[Libreoffice-commits] mso-dumper.git: msodumper/xlsrecord.py msodumper/xlsstream.py
Kohei Yoshida
kohei.yoshida at gmail.com
Fri Jul 11 16:02:06 PDT 2014
msodumper/xlsrecord.py | 318 ++++++++++++++++++++++++++++++++++---------------
msodumper/xlsstream.py | 4
2 files changed, 228 insertions(+), 94 deletions(-)
New commits:
commit ff0dc534560702f5af16a1a15f368f6c6e083d54
Author: Kohei Yoshida <kohei.yoshida at gmail.com>
Date: Fri Jul 11 18:51:21 2014 -0400
Handle change cell and ins/del rows/columns records in change tracking.
The change cell record is a redo of my previous handler code, to get
more details. This is still work-in-progress.
diff --git a/msodumper/xlsrecord.py b/msodumper/xlsrecord.py
index 463e783..181a2a8 100644
--- a/msodumper/xlsrecord.py
+++ b/msodumper/xlsrecord.py
@@ -15,6 +15,32 @@ class RecordError(Exception): pass
# -------------------------------------------------------------------
# record handler classes
+class ColRelU(object):
+
+ def __init__ (self, strm):
+ self.col = strm.readUnsignedInt(2)
+ self.colRelative = (self.col & 0x4000) != 0
+ self.rowRelative = (self.col & 0x8000) != 0
+ self.col = self.col & 0x3FFF
+
+
+class RgceLoc(object):
+
+ def __init__ (self, strm):
+ self.row = strm.readUnsignedInt(2)
+ self.column = ColRelU(strm)
+
+ def toString (self):
+ s = ''
+ if not self.column.colRelative:
+ s += '$'
+ s += formula.toColName(self.column.col)
+ if not self.column.rowRelative:
+ s += '$'
+ s += "%d"%(self.row+1)

» RECORDED INFORMATION
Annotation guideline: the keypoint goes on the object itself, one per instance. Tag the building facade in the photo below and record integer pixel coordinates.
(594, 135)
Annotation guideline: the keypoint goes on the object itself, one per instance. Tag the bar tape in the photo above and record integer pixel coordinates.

» WHAT YOU NEED TO DO
1 – According to the mso-dumper commit message, what is the state of the change-tracking work?
2 – Carry on the mso-dumper commit diff from its final line.
The material is separate from the mso-dumper commit.

» SET OF ANSWERS
1 – It is still work-in-progress.

2 –
+ return s
+
+
class Ref8(object):
def __init__ (self, strm):
@@ -58,6 +84,14 @@ class Ref8U(object):
self.col1 = strm.readUnsignedInt(2)
self.col2 = strm.readUnsignedInt(2)
+ def toString (self):
+ rge = formula.CellRange()
+ rge.firstRow = self.row1
+ rge.firstCol = self.col1
+ rge.lastRow = self.row2
+ rge.lastCol = self.col2
+ return rge.toString()
+
class RKAuxData(object):
"""Store auxiliary data for RK value"""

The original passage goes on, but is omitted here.